— BEGIN —

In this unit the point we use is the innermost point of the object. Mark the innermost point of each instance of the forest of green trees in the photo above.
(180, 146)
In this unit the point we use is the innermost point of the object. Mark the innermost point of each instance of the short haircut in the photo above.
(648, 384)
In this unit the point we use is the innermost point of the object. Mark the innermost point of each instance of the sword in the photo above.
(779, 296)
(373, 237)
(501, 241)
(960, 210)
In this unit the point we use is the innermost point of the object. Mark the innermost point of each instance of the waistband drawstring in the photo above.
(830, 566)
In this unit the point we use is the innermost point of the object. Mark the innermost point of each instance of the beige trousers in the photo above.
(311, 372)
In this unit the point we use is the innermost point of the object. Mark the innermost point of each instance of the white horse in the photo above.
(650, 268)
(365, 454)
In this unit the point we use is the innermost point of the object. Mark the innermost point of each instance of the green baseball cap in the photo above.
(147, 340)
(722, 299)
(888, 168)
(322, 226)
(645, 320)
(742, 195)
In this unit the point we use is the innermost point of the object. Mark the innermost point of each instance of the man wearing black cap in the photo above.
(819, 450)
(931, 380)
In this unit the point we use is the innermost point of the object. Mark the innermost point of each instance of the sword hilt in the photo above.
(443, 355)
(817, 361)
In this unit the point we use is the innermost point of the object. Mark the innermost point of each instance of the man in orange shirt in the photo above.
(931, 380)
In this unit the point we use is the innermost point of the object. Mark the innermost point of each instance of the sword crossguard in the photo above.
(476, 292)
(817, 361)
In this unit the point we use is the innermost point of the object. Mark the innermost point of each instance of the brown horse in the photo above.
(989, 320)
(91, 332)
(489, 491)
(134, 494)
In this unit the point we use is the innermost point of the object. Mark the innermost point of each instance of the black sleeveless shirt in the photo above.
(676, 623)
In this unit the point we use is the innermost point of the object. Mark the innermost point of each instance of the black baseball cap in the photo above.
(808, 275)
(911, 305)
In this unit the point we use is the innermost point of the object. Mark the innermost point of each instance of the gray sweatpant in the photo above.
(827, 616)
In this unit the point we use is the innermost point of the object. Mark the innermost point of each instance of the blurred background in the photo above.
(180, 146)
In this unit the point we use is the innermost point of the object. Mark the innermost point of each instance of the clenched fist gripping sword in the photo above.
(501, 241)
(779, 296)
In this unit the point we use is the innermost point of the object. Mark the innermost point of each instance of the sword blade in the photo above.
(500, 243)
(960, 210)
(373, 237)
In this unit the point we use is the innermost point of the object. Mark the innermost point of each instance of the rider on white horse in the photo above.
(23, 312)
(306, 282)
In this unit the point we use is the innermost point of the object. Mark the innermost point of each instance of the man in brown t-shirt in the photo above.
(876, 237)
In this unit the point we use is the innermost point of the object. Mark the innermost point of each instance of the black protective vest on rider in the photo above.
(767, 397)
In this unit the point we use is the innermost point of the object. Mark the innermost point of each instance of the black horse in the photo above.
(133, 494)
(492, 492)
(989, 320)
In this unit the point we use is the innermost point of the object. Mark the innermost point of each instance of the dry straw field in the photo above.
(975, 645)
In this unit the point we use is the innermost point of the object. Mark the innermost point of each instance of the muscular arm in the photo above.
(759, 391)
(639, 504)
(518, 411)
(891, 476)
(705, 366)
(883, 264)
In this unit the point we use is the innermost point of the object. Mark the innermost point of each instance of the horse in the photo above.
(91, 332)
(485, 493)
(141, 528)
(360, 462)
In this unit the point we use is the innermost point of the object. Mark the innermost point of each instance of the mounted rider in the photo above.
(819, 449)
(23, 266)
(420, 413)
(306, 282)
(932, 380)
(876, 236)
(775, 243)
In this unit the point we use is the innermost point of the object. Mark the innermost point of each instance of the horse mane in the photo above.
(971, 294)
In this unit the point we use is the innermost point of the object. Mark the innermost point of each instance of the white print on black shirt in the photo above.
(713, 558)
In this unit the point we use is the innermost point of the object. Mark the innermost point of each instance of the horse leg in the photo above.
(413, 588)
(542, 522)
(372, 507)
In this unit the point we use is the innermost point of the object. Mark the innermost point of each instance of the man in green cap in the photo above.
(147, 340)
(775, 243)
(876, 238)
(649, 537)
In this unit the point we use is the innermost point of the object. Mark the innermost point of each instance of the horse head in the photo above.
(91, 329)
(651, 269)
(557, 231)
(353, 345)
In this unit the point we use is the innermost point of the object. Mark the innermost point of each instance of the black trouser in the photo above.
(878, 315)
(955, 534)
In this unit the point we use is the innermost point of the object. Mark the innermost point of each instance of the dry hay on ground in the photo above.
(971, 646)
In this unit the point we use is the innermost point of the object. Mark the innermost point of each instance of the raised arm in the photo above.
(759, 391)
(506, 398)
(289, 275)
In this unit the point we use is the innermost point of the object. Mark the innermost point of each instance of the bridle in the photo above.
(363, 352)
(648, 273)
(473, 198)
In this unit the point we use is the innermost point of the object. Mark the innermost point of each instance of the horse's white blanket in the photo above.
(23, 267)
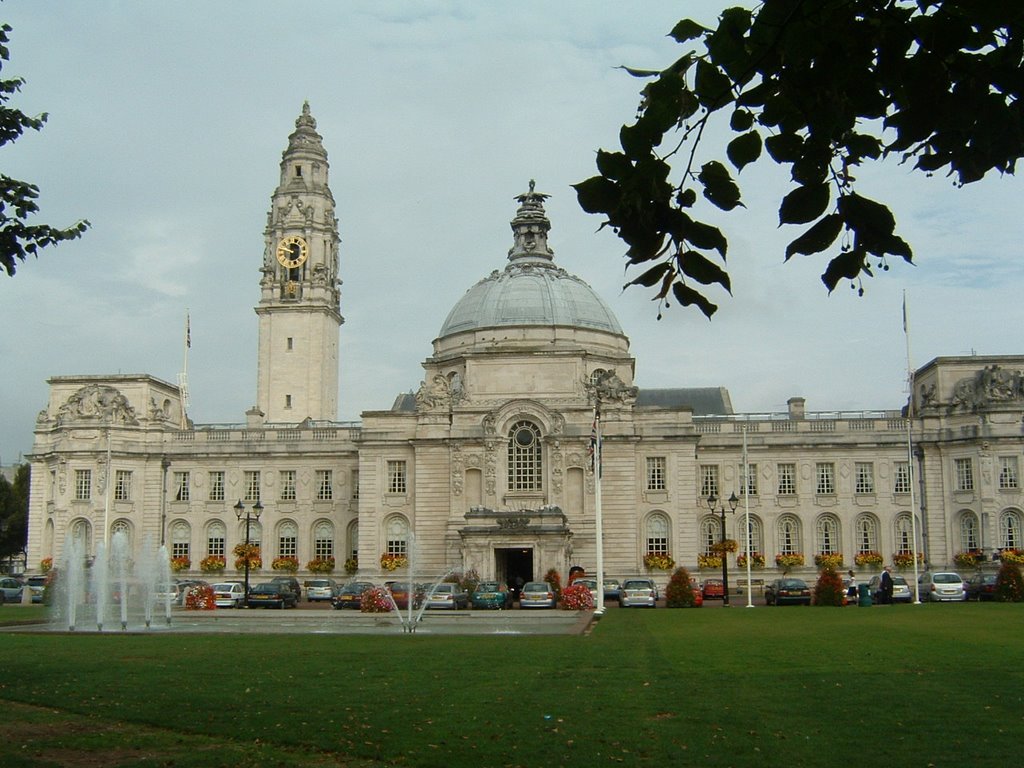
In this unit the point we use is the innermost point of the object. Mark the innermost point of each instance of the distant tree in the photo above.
(17, 199)
(821, 86)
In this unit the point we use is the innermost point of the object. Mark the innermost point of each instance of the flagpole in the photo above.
(909, 458)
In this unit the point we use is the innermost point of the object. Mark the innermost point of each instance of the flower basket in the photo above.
(321, 565)
(968, 558)
(288, 564)
(828, 560)
(709, 561)
(654, 561)
(790, 560)
(578, 597)
(868, 559)
(757, 560)
(905, 559)
(393, 562)
(212, 564)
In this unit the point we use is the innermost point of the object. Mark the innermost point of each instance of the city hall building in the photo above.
(489, 465)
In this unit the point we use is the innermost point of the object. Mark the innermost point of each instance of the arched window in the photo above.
(826, 535)
(524, 457)
(324, 540)
(787, 530)
(865, 528)
(396, 537)
(969, 531)
(1010, 529)
(711, 535)
(288, 538)
(656, 536)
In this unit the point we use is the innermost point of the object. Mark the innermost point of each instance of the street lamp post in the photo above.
(241, 512)
(733, 501)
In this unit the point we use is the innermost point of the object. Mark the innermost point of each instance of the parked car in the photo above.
(941, 587)
(787, 591)
(10, 590)
(350, 596)
(271, 595)
(901, 590)
(491, 595)
(228, 595)
(448, 595)
(714, 589)
(638, 593)
(292, 583)
(981, 587)
(537, 595)
(321, 589)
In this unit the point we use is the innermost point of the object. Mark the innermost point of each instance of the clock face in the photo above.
(292, 252)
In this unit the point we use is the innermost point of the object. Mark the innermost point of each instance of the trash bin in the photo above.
(863, 596)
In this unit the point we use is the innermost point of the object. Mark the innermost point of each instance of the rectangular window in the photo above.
(786, 479)
(863, 477)
(901, 477)
(122, 485)
(1008, 473)
(709, 480)
(288, 484)
(325, 484)
(181, 486)
(825, 472)
(396, 477)
(252, 485)
(216, 486)
(965, 474)
(83, 484)
(655, 473)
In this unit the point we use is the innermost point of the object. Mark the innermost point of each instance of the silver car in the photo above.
(638, 593)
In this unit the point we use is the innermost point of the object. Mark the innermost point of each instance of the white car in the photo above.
(228, 595)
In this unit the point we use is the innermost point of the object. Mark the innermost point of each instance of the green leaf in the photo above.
(743, 150)
(821, 235)
(804, 204)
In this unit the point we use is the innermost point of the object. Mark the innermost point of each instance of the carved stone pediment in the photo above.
(97, 402)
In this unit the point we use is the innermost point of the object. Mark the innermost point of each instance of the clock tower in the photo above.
(299, 305)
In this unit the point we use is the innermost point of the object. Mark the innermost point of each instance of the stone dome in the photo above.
(531, 290)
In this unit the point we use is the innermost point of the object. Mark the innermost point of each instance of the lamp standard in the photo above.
(240, 512)
(733, 501)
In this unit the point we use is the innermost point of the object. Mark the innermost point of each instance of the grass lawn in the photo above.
(932, 685)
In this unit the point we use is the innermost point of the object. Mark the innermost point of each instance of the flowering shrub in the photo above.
(905, 559)
(868, 559)
(376, 600)
(578, 597)
(212, 564)
(1009, 555)
(654, 561)
(287, 563)
(200, 598)
(790, 560)
(757, 560)
(828, 560)
(709, 561)
(322, 565)
(392, 562)
(968, 558)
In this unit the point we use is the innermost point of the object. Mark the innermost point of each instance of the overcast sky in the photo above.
(167, 124)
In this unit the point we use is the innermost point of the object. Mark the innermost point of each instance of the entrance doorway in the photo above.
(515, 567)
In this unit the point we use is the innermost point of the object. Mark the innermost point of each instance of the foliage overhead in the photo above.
(17, 199)
(820, 87)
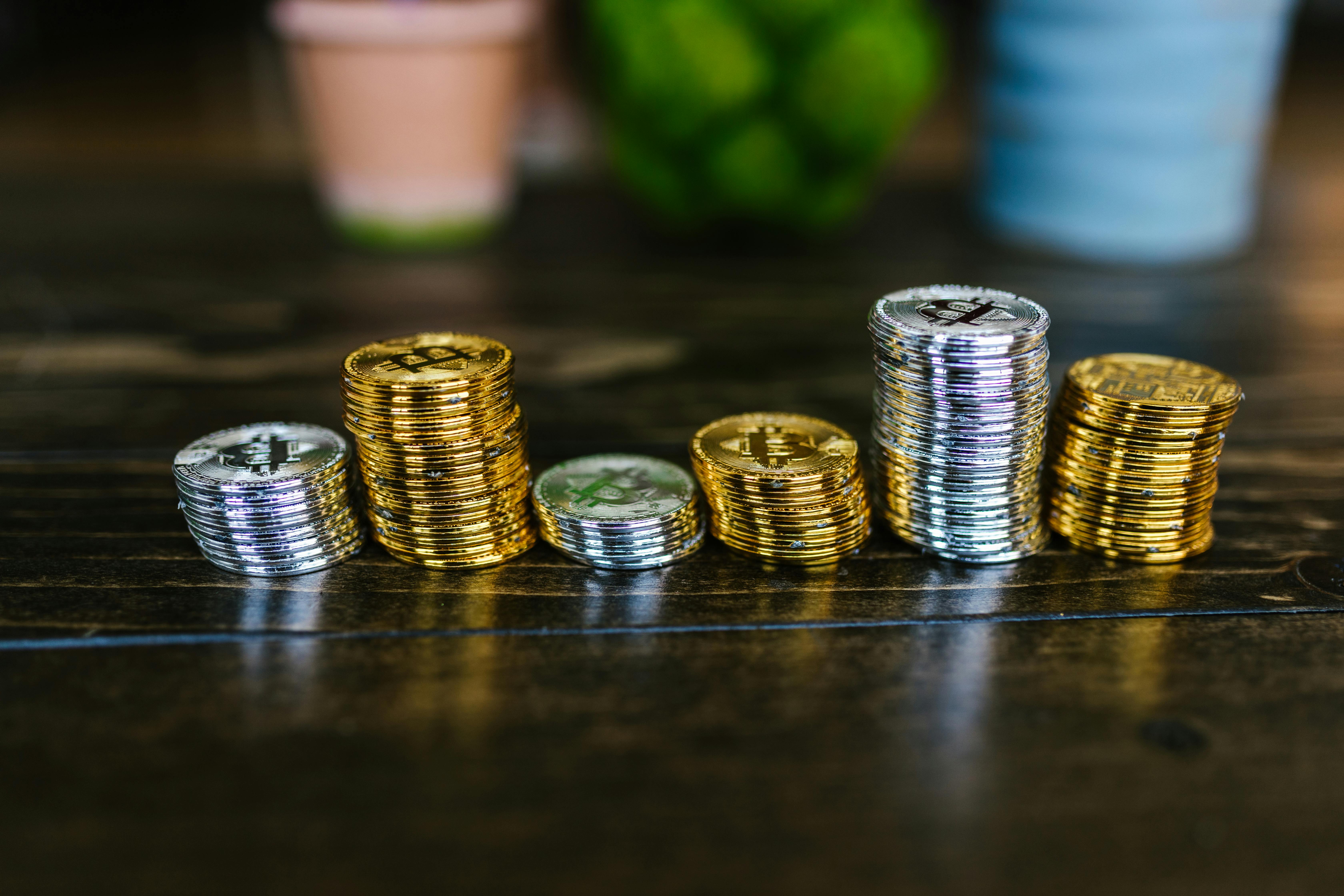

— END —

◆ Instructions for the task: Identify every line in the material above that contains the string "clock", and copy each of those lines out in full.

◆ Output for this task:
In this unit the point we use is the innermost point of the object. Mark the innermost point of each instance of the clock face in the photo above.
In this unit the point we use is the innermost point of the object. Mark the innermost point of each instance of the clock tower in the photo above.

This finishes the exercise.